Pull out every line in the material below that contains the string "positive".
——————————
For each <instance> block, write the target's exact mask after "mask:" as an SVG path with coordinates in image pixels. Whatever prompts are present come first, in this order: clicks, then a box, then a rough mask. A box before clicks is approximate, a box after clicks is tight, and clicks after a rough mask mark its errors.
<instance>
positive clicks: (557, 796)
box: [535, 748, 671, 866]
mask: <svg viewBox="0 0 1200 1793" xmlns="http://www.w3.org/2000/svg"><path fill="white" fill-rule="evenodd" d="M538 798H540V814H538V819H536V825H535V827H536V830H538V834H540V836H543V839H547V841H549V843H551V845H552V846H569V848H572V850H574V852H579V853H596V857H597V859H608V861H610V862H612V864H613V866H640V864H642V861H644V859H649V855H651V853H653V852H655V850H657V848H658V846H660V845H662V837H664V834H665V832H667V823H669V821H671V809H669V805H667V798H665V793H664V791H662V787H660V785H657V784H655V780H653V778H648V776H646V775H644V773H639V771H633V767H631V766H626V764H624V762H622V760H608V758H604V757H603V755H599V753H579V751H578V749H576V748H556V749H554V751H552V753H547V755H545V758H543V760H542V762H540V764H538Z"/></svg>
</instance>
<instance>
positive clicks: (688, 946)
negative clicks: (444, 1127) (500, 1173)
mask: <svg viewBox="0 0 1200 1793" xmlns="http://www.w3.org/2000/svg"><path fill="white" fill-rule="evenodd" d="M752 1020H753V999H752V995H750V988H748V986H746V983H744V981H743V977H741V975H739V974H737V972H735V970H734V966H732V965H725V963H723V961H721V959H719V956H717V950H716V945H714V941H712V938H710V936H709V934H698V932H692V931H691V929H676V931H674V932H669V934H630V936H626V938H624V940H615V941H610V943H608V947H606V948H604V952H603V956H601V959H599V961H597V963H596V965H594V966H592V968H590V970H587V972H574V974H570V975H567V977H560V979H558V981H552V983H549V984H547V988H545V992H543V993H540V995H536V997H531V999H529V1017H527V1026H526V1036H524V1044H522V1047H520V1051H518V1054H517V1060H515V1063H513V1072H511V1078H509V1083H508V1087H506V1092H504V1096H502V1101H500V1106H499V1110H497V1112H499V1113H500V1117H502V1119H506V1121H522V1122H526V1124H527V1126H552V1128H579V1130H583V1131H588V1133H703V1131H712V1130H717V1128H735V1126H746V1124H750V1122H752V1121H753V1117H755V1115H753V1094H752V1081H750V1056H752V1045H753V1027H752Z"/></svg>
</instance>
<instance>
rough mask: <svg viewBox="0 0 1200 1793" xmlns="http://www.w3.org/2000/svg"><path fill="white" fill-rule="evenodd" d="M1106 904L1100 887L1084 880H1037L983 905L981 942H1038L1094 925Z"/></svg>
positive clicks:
——————————
Task result:
positive clicks: (557, 796)
positive clicks: (688, 946)
positive clicks:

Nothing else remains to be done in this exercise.